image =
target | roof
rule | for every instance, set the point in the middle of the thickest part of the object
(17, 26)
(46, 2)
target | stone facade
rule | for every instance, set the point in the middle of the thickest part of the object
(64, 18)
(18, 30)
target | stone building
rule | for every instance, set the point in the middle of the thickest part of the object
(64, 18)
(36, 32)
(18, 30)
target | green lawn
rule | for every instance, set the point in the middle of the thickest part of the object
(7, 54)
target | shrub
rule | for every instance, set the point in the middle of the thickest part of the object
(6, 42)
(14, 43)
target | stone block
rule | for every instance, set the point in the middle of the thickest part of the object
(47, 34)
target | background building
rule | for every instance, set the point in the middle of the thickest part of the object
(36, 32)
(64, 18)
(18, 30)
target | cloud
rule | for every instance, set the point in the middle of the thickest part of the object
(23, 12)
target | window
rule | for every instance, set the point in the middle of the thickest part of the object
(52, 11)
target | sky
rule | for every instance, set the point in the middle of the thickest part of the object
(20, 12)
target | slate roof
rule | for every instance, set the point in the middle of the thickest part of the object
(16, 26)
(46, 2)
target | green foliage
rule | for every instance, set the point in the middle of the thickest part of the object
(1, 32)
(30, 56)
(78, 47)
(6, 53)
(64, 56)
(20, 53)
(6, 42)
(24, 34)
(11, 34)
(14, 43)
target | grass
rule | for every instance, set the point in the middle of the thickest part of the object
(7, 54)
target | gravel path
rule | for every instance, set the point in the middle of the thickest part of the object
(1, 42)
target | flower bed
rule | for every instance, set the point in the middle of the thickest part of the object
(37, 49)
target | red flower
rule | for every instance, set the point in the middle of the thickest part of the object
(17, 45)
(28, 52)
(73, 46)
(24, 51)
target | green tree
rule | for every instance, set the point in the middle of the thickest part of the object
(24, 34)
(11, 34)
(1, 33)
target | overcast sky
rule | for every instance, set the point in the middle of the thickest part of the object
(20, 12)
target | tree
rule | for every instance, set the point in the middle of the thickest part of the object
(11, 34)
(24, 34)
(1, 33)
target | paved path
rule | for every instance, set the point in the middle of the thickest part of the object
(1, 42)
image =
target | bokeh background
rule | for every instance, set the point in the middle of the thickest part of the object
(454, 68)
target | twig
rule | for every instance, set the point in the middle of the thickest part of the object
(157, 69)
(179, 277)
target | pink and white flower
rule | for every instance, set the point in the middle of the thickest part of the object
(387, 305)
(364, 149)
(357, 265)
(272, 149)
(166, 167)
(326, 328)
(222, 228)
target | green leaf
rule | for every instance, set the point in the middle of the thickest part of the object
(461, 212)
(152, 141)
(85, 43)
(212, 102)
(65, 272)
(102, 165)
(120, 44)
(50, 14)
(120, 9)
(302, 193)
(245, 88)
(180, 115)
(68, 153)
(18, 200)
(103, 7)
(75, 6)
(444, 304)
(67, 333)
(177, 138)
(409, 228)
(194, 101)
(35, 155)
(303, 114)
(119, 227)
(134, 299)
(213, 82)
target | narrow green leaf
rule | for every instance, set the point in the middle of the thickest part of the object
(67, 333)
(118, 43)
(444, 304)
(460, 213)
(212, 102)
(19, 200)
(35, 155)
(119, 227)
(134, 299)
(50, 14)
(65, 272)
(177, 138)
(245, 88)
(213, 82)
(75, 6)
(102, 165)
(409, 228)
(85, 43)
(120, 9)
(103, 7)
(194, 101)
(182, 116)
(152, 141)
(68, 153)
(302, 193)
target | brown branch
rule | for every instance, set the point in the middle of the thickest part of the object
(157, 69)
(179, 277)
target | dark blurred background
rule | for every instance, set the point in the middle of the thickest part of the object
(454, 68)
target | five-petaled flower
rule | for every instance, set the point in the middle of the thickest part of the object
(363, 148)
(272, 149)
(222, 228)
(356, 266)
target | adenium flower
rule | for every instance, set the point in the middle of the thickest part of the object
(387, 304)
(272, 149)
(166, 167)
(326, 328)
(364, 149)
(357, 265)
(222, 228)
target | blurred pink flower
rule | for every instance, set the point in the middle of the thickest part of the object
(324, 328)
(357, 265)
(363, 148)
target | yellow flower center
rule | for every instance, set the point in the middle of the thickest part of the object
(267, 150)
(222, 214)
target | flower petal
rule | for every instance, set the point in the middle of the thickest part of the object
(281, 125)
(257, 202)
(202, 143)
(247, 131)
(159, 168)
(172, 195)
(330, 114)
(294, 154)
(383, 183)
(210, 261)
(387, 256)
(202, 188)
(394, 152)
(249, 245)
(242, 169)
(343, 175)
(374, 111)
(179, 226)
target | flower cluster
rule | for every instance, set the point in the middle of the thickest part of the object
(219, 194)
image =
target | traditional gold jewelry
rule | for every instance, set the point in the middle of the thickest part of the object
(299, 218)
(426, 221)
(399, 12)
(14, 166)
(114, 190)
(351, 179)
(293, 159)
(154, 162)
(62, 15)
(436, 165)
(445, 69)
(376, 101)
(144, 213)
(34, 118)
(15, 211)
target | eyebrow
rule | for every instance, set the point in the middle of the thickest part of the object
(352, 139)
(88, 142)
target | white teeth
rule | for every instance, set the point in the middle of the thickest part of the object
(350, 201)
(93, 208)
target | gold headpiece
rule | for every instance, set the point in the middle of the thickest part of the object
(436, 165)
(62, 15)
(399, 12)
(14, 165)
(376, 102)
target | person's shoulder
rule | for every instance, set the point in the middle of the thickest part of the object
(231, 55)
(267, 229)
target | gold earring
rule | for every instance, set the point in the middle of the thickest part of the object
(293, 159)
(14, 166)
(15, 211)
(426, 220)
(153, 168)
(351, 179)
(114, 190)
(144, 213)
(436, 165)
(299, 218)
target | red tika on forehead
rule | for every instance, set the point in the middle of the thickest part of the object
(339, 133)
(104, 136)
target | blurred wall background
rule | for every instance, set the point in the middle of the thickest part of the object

:: Assignment ::
Return the full listing. Leave every word as it stands.

:: Answer box ::
image =
target | roof
rule | for every instance, set the point in the middle of the thickest part of the object
(17, 26)
(46, 2)
target | stone facade
rule | for every instance, set the point in the middle of the thickest part of the object
(64, 18)
(18, 30)
target | stone building
rule | for every instance, set the point in the middle of the thickest part of the object
(64, 18)
(36, 32)
(18, 30)
target | green lawn
rule | for every instance, set the point in the middle of the thickest part of the object
(7, 54)
target | shrub
rule | for every instance, set the point in the middle of the thickest part of the object
(6, 42)
(14, 43)
target | stone block
rule | for every instance, set the point in the middle of the thickest part of the object
(47, 34)
target | background building
rule | for every instance, set the point in the middle of the thickest part of the object
(36, 32)
(64, 18)
(18, 30)
target | cloud
rule | for every instance, set the point in the middle of the thickest part of the object
(23, 12)
target | window
rule | for every instance, set the point in the middle of the thickest part of the object
(52, 11)
target | sky
rule | for every instance, set the point in the middle of the thickest part of the object
(20, 12)
target | slate roof
rule | for every instance, set the point in the middle of the thickest part of the object
(16, 26)
(46, 2)
target | green foliage
rule | for every instance, set the point in the middle of the thickest part of the object
(1, 32)
(30, 56)
(78, 47)
(6, 53)
(64, 56)
(20, 53)
(6, 42)
(24, 34)
(11, 34)
(14, 43)
target | grass
rule | for every instance, set the point in the middle of the thickest part of the object
(7, 54)
target | gravel path
rule | for every instance, set the point in the middle of the thickest part of the object
(1, 42)
target | flower bed
rule | for every instance, set the point in the middle of the thickest part of the object
(37, 49)
target | red flower
rule | for every instance, set the point in the middle of the thickest part of the object
(17, 45)
(28, 52)
(73, 46)
(24, 51)
target | green tree
rule | for every instance, set the point in the middle of the thickest part of the object
(24, 34)
(11, 34)
(1, 33)
target | overcast sky
rule | for every instance, set the point in the middle of the thickest part of the object
(20, 12)
target | tree
rule | for every instance, set the point in the middle of the thickest part of the object
(11, 34)
(24, 34)
(1, 33)
target | paved path
rule | for every instance, set the point in the middle of the thickest part of the object
(1, 42)
image =
target | bokeh background
rule | for every instance, set the point in the middle of the thickest part of the object
(454, 68)
target | twig
rule | for every instance, set the point in the middle of the thickest part of the object
(157, 69)
(179, 277)
target | pink and white flower
rule | for every instance, set the point in the middle of the thickest part of the object
(387, 305)
(364, 149)
(357, 265)
(272, 149)
(166, 167)
(326, 328)
(222, 228)
target | green leaf
rule | for every instance, set the point in the middle of the thickest part of the object
(461, 212)
(152, 141)
(85, 43)
(212, 102)
(65, 272)
(102, 165)
(120, 44)
(50, 14)
(120, 9)
(302, 193)
(245, 88)
(180, 115)
(68, 153)
(18, 200)
(103, 7)
(75, 6)
(444, 304)
(67, 333)
(177, 138)
(409, 228)
(194, 101)
(35, 155)
(303, 114)
(119, 227)
(134, 299)
(213, 82)
target | narrow green leaf
rule | for every instance, set the point in the middle of the thickest part of the object
(67, 333)
(118, 43)
(444, 304)
(460, 213)
(212, 102)
(19, 200)
(35, 155)
(119, 227)
(134, 299)
(50, 14)
(65, 272)
(177, 138)
(245, 88)
(213, 82)
(75, 6)
(102, 165)
(409, 228)
(85, 43)
(120, 9)
(103, 7)
(194, 101)
(182, 116)
(152, 141)
(68, 153)
(302, 193)
target | brown branch
rule | for every instance, set the point in the middle of the thickest part of the object
(157, 69)
(179, 277)
target | dark blurred background
rule | for every instance, set the point in the middle of the thickest part of the object
(454, 68)
target | five-petaled flower
rule | for every instance, set the point in the middle of the thickest part of the object
(363, 148)
(272, 149)
(222, 228)
(356, 266)
target | adenium flower
rule | for every instance, set the point in the middle of the thickest part of the object
(387, 304)
(272, 149)
(166, 167)
(326, 328)
(364, 149)
(357, 265)
(222, 228)
target | blurred pink flower
rule | for every instance, set the point in the middle of the thickest part of the object
(324, 328)
(357, 265)
(363, 148)
target | yellow flower center
rule | for every instance, set the point in the middle of the thickest part of the object
(267, 150)
(222, 214)
target | flower petal
rule | for every instance, set the point in the middle of the thickest part of the object
(281, 125)
(257, 202)
(202, 143)
(247, 131)
(159, 168)
(172, 195)
(330, 114)
(294, 154)
(383, 183)
(210, 261)
(387, 256)
(202, 188)
(394, 152)
(249, 245)
(242, 169)
(343, 175)
(374, 111)
(179, 226)
target | flower cluster
rule | for every instance, set the point in the middle of the thickest part of the object
(219, 194)
image =
target | traditional gold jewelry
rule | for every instance, set the point in the middle of the thickest part of the object
(299, 218)
(426, 221)
(399, 12)
(14, 166)
(114, 190)
(351, 179)
(293, 159)
(154, 162)
(62, 15)
(436, 165)
(445, 69)
(376, 101)
(144, 213)
(34, 118)
(15, 211)
target | eyebrow
rule | for every instance, set the point in the middle of the thickest part of the object
(352, 139)
(88, 142)
target | white teeth
rule | for every instance, set the point in the middle of the thickest part of the object
(350, 201)
(93, 208)
target | gold headpiece
rule | for every instance, set the point in the middle of the thickest part of the object
(436, 165)
(62, 15)
(399, 12)
(14, 165)
(376, 102)
target | person's shoulder
rule | for every instance, set the point in the middle of the thickest part of the object
(231, 55)
(267, 229)
target | gold earring
rule | for every instance, set the point in the middle of the thickest part of the object
(293, 159)
(14, 166)
(15, 211)
(426, 220)
(153, 168)
(351, 179)
(114, 190)
(144, 213)
(436, 165)
(299, 218)
target | red tika on forehead
rule | for every instance, set the point in the middle of the thickest part of the object
(339, 133)
(104, 136)
target | blurred wall background
rule | for every instance, set the point in the middle of the thickest part of the object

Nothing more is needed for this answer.